Task instructions
Go through the records and show each line where the word "JSON" occurs.

Input for this task
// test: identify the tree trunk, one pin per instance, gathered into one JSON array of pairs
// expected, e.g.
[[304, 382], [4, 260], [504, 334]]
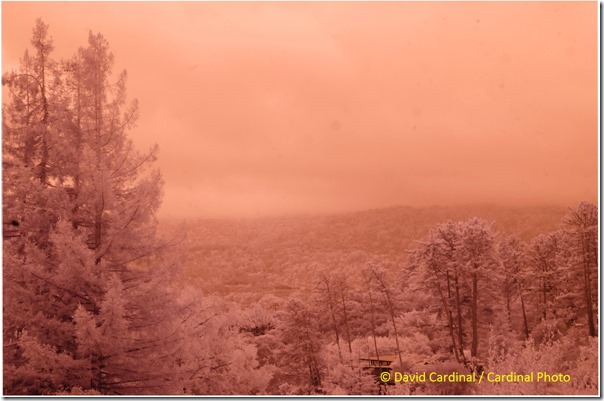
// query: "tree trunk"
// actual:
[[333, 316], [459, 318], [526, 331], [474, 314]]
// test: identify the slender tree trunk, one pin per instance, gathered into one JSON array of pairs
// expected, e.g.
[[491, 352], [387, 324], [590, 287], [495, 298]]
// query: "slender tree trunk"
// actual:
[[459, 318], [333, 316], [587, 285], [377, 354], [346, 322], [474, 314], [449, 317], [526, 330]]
---
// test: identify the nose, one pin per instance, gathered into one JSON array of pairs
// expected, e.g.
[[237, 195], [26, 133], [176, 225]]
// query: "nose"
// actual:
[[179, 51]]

Written reply
// test: identify the tree trunk, one pin per instance, gathered into one JSON array of pairs
// test: identify the slender tree trunk, one pin per instance, gathered into one JSON array of pairs
// test: identify the nose, one pin per instance, gathered into one JSON array of pairs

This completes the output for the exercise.